_ACTIVITY_: Check each line of the data for "white", and copy the ones that have it.

_EXTRACTED ENTRIES_:

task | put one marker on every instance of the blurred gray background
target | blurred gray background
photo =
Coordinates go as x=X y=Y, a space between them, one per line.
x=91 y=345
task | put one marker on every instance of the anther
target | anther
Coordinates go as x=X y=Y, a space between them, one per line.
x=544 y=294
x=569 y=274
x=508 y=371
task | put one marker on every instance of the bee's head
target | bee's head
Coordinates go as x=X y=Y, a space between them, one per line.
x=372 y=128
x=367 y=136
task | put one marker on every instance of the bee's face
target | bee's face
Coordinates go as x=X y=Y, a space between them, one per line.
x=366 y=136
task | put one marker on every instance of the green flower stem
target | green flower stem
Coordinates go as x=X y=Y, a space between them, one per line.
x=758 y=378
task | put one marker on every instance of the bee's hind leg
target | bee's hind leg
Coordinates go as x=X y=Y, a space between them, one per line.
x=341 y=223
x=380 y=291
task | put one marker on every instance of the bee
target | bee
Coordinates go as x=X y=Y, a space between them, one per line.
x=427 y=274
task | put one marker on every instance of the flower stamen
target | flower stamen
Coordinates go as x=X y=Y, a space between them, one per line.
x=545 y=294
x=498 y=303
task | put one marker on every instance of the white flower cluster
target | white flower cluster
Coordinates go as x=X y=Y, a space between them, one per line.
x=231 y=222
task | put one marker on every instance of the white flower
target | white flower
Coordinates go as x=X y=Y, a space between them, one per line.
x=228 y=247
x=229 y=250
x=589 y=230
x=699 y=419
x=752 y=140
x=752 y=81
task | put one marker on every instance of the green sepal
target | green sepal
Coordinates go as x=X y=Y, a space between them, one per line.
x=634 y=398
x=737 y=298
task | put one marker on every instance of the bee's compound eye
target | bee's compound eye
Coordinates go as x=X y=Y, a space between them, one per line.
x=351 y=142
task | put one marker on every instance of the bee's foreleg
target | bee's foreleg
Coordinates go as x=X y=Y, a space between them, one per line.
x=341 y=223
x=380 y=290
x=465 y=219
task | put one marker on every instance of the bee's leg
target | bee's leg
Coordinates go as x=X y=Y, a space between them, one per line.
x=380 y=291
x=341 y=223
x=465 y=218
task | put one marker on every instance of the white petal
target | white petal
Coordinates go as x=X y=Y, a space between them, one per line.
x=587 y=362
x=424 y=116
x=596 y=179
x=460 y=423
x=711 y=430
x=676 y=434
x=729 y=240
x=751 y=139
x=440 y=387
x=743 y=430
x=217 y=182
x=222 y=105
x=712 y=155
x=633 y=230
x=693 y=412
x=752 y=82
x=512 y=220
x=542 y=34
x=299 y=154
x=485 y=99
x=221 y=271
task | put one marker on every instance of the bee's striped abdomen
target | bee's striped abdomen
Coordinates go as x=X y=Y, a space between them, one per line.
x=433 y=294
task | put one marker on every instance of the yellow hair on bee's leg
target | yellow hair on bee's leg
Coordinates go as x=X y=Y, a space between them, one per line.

_RESULT OF THE EXERCISE_:
task | put one marker on every instance of the white flower cluster
target | white flower cluster
task | put one marker on every instance of the white flower
target | white flower
task | put one marker on every instance of the white petal
target | white petal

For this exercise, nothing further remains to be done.